**WORK INSTRUCTIONS**
Every entry below should be restated word for word, except for its images.
▶
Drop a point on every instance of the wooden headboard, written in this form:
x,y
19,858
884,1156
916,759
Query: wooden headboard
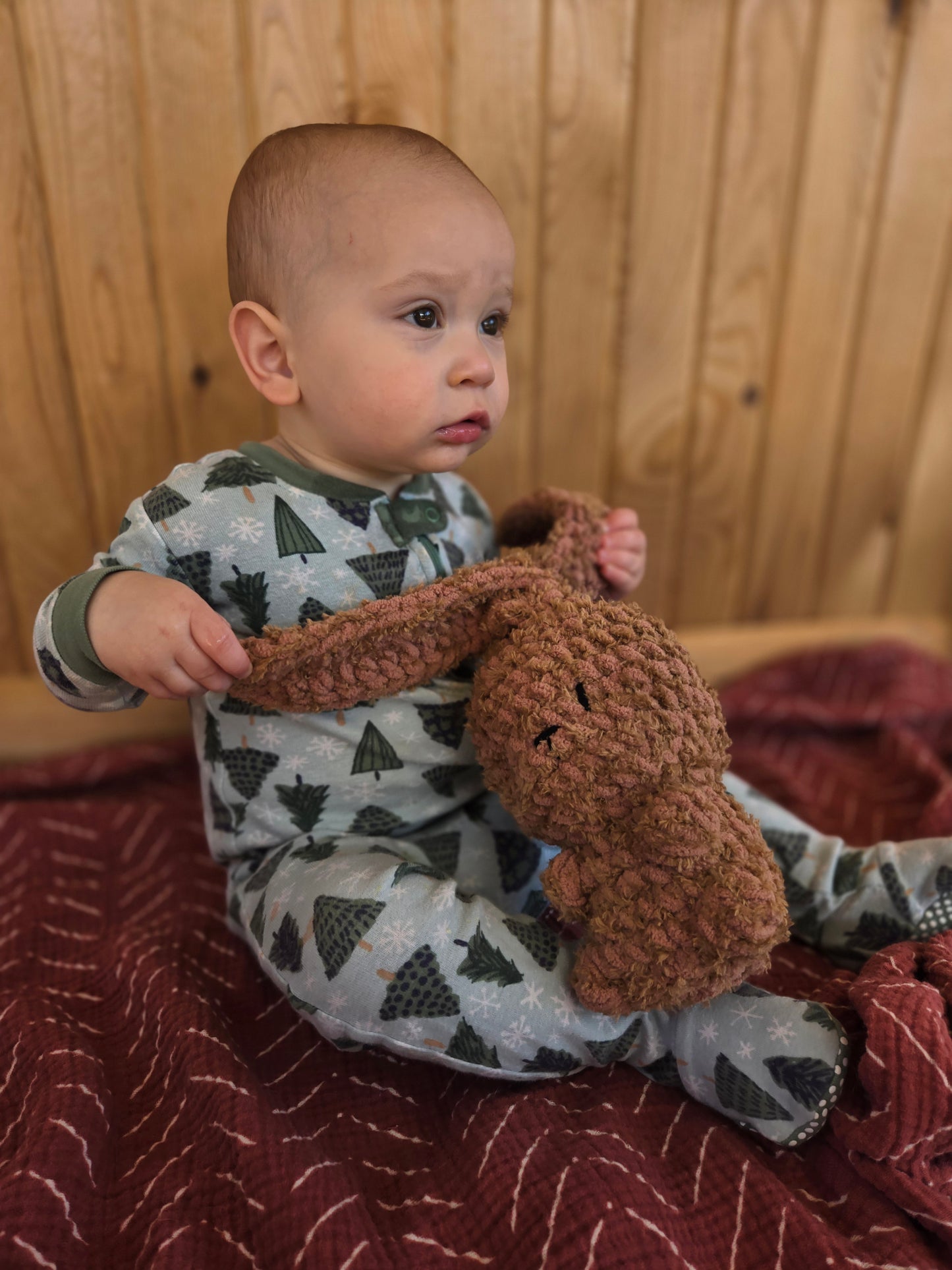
◀
**FINAL ANSWER**
Drop a point on every instance of the wooden headboard, written in this form:
x,y
19,858
884,1156
916,759
Query: wooden headboard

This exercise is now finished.